**PROBLEM DETAILS:** Return each line of the material verbatim.

**DATASET ENTRIES:**
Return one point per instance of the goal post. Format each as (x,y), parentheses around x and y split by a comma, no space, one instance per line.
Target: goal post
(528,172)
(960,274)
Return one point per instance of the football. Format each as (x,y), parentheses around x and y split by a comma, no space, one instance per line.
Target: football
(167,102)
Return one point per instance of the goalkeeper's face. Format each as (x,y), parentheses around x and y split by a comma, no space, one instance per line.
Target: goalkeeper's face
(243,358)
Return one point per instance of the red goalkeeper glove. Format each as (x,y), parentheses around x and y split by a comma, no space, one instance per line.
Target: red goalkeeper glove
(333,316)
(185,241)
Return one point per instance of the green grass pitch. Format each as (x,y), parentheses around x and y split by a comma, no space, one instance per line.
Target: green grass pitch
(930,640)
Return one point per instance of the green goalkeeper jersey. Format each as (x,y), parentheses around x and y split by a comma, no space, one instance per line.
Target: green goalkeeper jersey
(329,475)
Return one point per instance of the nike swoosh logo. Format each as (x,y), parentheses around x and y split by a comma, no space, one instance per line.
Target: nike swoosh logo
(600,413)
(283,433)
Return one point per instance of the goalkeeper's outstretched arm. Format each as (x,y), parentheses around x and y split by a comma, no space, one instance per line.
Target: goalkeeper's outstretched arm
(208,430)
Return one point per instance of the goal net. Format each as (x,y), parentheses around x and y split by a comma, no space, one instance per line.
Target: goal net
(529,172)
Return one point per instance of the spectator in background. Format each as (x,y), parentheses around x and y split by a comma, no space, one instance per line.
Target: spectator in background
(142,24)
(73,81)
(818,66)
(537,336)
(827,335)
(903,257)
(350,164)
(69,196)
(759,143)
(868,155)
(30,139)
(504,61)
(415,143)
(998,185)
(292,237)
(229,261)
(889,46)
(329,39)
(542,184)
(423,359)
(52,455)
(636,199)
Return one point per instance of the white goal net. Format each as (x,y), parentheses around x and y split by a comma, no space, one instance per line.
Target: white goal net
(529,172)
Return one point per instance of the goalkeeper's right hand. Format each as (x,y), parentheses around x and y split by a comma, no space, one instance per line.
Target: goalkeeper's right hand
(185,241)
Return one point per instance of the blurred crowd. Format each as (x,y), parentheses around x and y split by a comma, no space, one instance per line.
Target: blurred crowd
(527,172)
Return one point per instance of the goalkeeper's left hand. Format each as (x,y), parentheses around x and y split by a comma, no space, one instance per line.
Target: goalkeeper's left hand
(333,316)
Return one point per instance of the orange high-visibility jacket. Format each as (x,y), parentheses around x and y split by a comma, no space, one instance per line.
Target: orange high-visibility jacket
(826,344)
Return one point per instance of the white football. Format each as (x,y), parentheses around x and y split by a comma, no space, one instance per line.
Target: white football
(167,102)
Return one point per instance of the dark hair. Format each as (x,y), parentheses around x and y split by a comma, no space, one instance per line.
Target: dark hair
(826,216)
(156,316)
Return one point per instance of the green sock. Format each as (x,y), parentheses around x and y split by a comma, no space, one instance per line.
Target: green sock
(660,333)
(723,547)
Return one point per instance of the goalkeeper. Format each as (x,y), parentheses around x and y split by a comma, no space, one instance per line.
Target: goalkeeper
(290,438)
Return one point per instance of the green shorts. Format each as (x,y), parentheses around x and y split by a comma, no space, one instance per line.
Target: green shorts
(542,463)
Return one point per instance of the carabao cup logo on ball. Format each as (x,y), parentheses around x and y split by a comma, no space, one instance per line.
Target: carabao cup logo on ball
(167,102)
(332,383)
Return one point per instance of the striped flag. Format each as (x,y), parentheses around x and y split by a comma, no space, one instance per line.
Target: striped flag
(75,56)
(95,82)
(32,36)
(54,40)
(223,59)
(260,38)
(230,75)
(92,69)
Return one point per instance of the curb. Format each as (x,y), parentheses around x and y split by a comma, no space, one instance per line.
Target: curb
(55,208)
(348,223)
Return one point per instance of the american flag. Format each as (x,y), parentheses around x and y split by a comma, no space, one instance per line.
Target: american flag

**COMPLETE ANSWER:**
Return one point per instance of the goal post. Format each as (x,y), parentheses around x and y split by a comma, no space, one instance per line.
Target: goal post
(528,172)
(960,274)
Return one point per instance of the football. Format each as (x,y), parentheses around x and y split by a comma, no space, one instance per line.
Target: football
(167,102)
Return one point per instance of the goalkeeper's face. Format each as (x,y), parentheses around x and y split by a comma, no space, one instance per line.
Target: goalkeeper's face
(243,358)
Return one point per instance of the red goalkeeper glove. Format each as (x,y), parentheses around x and y split by a comma, no space, one instance per line.
Target: red goalkeeper glove
(333,316)
(185,241)
Return one point per instance of the green grass pitch. Format each as (x,y), parentheses around x and y split by a comma, no space, one instance per line.
Target: green grass pitch
(930,640)
Return one point per instance of the green goalkeeper jersey. Format each as (x,y), parentheses around x and y split by a comma, no space, one instance per line.
Target: green goalkeeper jersey
(329,475)
Return one point per instance of the nike swoosh logo. Format each as (x,y), parentheses around x and y split by a comma, no space, one instance per line.
Target: nike swoosh logo
(600,413)
(283,433)
Return one point per instance of the goalkeeper's outstretched arm. Format each as (x,y), parentheses around x and y split by a comma, no space, one instance per line.
Target: goalkeeper's outstretched arm
(208,430)
Return one point per instance of the goal net. Format each as (x,y), parentheses around x and y split by a comma, no space, one instance per line.
Target: goal net
(529,172)
Return one point per instance of the spectator in background. Format each as (x,y), parentheses around x and y split by a comma, no space, one instance per line.
Target: spectator in background
(142,24)
(73,81)
(818,66)
(537,336)
(827,335)
(903,257)
(350,164)
(69,196)
(759,143)
(868,155)
(30,139)
(504,61)
(415,143)
(998,185)
(292,237)
(229,261)
(889,46)
(329,39)
(542,184)
(423,359)
(52,455)
(636,199)
Return one point per instance of the white goal net. Format each as (x,y), parentheses around x and y split by a comma, no space, one instance per line.
Target: white goal net
(529,172)
Return one point per instance of the goalkeeper's right hand. Format each as (x,y), parentheses around x and y split by a comma, no space, one instance per line.
Target: goalkeeper's right hand
(185,241)
Return one point per instance of the blurred crowd. Format each as (x,y), parentheses around x and y split by a comma, no space, one instance per line.
Target: blurred crowd
(527,172)
Return one point per instance of the goalkeeper's left hand. Format each as (x,y), parentheses around x and y split by a comma, no space, one instance per line.
Target: goalkeeper's left hand
(333,316)
Return one point per instance of the orange high-visibility jacket. Format each as (x,y), parentheses around x and y split by a comma, no space, one instance per line.
Target: orange high-visibility jacket
(826,344)
Return one point per instance of the white football. Format each as (x,y), parentheses around x and y split by a comma, no space, one instance per line.
Target: white football
(167,102)
Return one point per instance of the dark hair. Format each as (x,y), parentheses around x and y split by a comma, no space, one instance per line.
Target: dark hair
(826,216)
(156,316)
Return one point per instance of the green sock. Format each as (x,y), parentheses around x and y split by a comma, no space, one instance per line.
Target: green sock
(660,333)
(723,547)
Return one point per instance of the goalkeeper. Format each as (x,y), parentheses around x and y split by a comma, no space, one instance per line.
Target: goalkeeper
(290,438)
Return one point per instance of the green shorts. Format each as (x,y), parentheses around x and y split by a comma, no space, one instance per line.
Target: green shorts
(542,463)
Return one point per instance of the carabao cup logo on ball. Format each as (x,y), parentheses around x and y split by a comma, no space, one instance per line.
Target: carabao cup logo on ball
(167,102)
(332,383)
Return one point per instance of the striped flag. Format each as (x,y), parentheses around x and y split by a comma, no space, one instance per line.
Target: striped flag
(75,56)
(95,82)
(32,36)
(54,40)
(223,59)
(260,38)
(230,75)
(92,69)
Return one point per instance of the curb. Format each as (x,y), parentheses around x and y split by a comma, no space, one instance per line.
Target: curb
(55,208)
(348,223)
Return one point per instance of the american flag. Format each as (x,y), parentheses around x and y split by a comma, no space, one instance per line.
Target: american flag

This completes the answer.